** PAGE EXCERPT **
◇ ◇ ◇ ◇ ◇
You probably don’t know how much it should cost to get your home’s windows washed, yard landscaped or countertops replaced. But Setter does. The startup pairs you with a home improvement concierge familiar with all the vendors, prices and common screwups that plague these jobs. Setter finds the best contractors across handiwork, plumbing, electrical, carpentry and more. It researches options, negotiates a bulk rate and, with its added markup, you pay a competitive price with none of the hassle.

One of the most reliable startup investing strategies is looking at where people spend a ton of money but hate the experience. That makes home improvement a prime target for disruption, and attracted a $10 million Series A round for Setter co-led by Sequoia Capital and NFX. “The main issue is that contractors and homeowners speak different languages,” Setter co-founder and CEO Guillaume Laliberté tells me, “which results in unclear scopes of work, frustrated homeowners who don’t know enough to set up the contractors for success, and frustrated contractors who have to come back multiple times.”

Setter is now available in Toronto and San Francisco, with seven-plus jobs booked per customer per year costing an average of over $500 each, with 70 percent repeat customers. With the fresh cash, it can grow into a household name in those cities, expand to new markets and hire up to build new products for clients and contractors.
◇ ◇ ◇ ◇ ◇
Rows excerpted from a collection:
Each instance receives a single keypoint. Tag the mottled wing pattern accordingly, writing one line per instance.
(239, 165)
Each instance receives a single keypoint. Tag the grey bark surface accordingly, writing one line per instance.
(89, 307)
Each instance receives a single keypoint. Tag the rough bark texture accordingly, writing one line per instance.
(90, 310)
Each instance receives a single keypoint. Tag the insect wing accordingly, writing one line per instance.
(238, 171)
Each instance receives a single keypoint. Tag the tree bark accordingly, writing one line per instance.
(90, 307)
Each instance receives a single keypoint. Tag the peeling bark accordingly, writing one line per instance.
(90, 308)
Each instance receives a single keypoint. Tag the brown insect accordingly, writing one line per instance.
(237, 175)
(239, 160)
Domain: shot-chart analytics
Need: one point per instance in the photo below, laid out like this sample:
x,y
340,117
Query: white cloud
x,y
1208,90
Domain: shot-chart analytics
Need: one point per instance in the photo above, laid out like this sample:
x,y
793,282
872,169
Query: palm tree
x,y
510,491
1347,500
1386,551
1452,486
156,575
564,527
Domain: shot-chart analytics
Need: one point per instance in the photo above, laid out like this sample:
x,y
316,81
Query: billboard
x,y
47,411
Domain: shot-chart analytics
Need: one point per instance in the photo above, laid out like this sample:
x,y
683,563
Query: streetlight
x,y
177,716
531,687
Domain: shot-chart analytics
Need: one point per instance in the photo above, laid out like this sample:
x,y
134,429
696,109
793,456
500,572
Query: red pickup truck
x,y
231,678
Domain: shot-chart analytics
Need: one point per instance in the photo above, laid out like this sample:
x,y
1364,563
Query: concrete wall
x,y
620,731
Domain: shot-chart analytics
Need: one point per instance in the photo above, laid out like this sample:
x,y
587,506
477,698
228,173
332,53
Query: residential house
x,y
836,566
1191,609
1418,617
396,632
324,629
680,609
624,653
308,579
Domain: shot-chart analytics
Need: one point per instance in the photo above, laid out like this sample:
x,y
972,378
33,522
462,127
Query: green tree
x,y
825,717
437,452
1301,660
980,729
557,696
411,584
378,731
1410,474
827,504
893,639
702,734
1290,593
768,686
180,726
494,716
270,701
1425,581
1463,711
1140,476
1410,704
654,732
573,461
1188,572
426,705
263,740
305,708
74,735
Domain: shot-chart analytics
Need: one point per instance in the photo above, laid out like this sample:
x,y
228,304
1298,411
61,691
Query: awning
◇ ◇ ◇ ◇ ◇
Output the whole text about the home improvement startup Setter word for word. The rows above were drawn from a separate source.

** ANSWER FOR THIS EXERCISE **
You probably don’t know how much it should cost to get your home’s windows washed, yard landscaped or countertops replaced. But Setter does. The startup pairs you with a home improvement concierge familiar with all the vendors, prices and common screwups that plague these jobs. Setter finds the best contractors across handiwork, plumbing, electrical, carpentry and more. It researches options, negotiates a bulk rate and, with its added markup, you pay a competitive price with none of the hassle.

One of the most reliable startup investing strategies is looking at where people spend a ton of money but hate the experience. That makes home improvement a prime target for disruption, and attracted a $10 million Series A round for Setter co-led by Sequoia Capital and NFX. “The main issue is that contractors and homeowners speak different languages,” Setter co-founder and CEO Guillaume Laliberté tells me, “which results in unclear scopes of work, frustrated homeowners who don’t know enough to set up the contractors for success, and frustrated contractors who have to come back multiple times.”

Setter is now available in Toronto and San Francisco, with seven-plus jobs booked per customer per year costing an average of over $500 each, with 70 percent repeat customers. With the fresh cash, it can grow into a household name in those cities, expand to new markets and hire up to build new products for clients and contractors.